**GIVEN TASK A**
Using the thread on uniquely decodable codes, answer these:
(i) What codeword does the code assign to the source symbol d?
(ii) According to the answer, which inequality does the McMillan inequality show a uniquely decodable code satisfies?
(iii) According to the comment by RemcoGerlich, how can the code be decoded?
**GIVEN TASK B**
Reproduce every line of the records below, character for character.

**EXTRACT PROVIDED**
22

Source alphabet: $\{a, b, c, d, e, f\}$

Code alphabet: $\{0, 1\}$

  • $a\colon 0101$
  • $b\colon 1001$
  • $c\colon 10$
  • $d\colon 000$
  • $e\colon 11$
  • $f\colon 100$

I thought that for a code to be uniquely decodable, it had to be prefix-free. But in this code, the codeword $c$ is the prefix of codeword $f$ for example, so it is not prefix-free. However my textbook tells me that its reverse is prefix free (I don't understand this), and therefore it is uniquely decodable. Can someone explain what this means, or why it is uniquely decodable? I know it satisfies Kraft's inequality, but that is only a necessary condition, not a sufficient condition.

Yuval Filmus
  • 276,994
  • 27
  • 311
  • 503
2000mroliver
  • 333
  • 2
  • 6
  • 10
    Prefix-free implies uniquely decodable, but that it is not an "if and only if" statement. See, for example, here. – dkaeae Mar 03 '19 at 13:46
  • Okay I see, but my text book says this: Code A is uniquely decodable since its reverse it is prefixfree, so uniquely decodable

    Do you understand what they mean by its reverse?

    – 2000mroliver Mar 03 '19 at 13:47
  • 1
    Probably simply the code obtained by reversing all codewords. – dkaeae Mar 03 '19 at 13:47
  • and why does that imply uniquely decodable, I don't get it – 2000mroliver Mar 03 '19 at 13:53
  • You can decode it by running the normal decoding algorithm, but going backwards through the string. – RemcoGerlich Mar 04 '19 at 09:04
  • 1
    c may be a prefix of b and f, but the suffixes that are left over don't exist in the code. When you reverse the code, suffixes become prefixes, and then it becomes prefix-free. – Barmar Mar 04 '19 at 17:12

3 Answers3

28

Your code has the property that if you reverse all codewords, then you get a prefix code. This implies that your code is uniquely decodable.

Indeed, consider any code $C = x_1,\ldots,x_n$ whose reverse $C^R := x_1^R,\ldots,x_n^R$ is uniquely decodable. I claim that $C$ is also uniquely decodable. This is because $$ w = x_{i_1} \ldots x_{i_m} \text{ if and only if } w^R = x_{i_m}^R \ldots x_{i_1}^R. $$ In words, decompositions of $w$ into codewords of $C$ are in one-to-one correspondence with decompositions of $w^R$ into codewords of $C^R$. Since the latter are unique, so are the former.

Since prefix codes are uniquely decodable, it follows that the reverse of a prefix code is also uniquely decodable. This is the case in your example.

The McMillan inequality states that if $C$ is uniquely decodable then $$ \sum_{i=1}^n 2^{-|x_i|} \leq 1. $$ In other words, a uniquely decodable code satisfies Kraft's inequality. Therefore if all you're interested in is minimizing the expected codeword length, there is no reason to look beyond prefix codes.

**PROVIDED DATA**
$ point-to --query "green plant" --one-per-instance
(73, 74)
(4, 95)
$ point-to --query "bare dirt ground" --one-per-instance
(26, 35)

**WORKED SOLUTION A**
(i) 000
(ii) Kraft's inequality
(iii) By running the normal decoding algorithm but going backwards through the string.

**WORKED SOLUTION B**
$ point-to --query "green plant" --one-per-instance
(73, 74)
(4, 95)
$ point-to --query "bare dirt ground" --one-per-instance
(26, 35)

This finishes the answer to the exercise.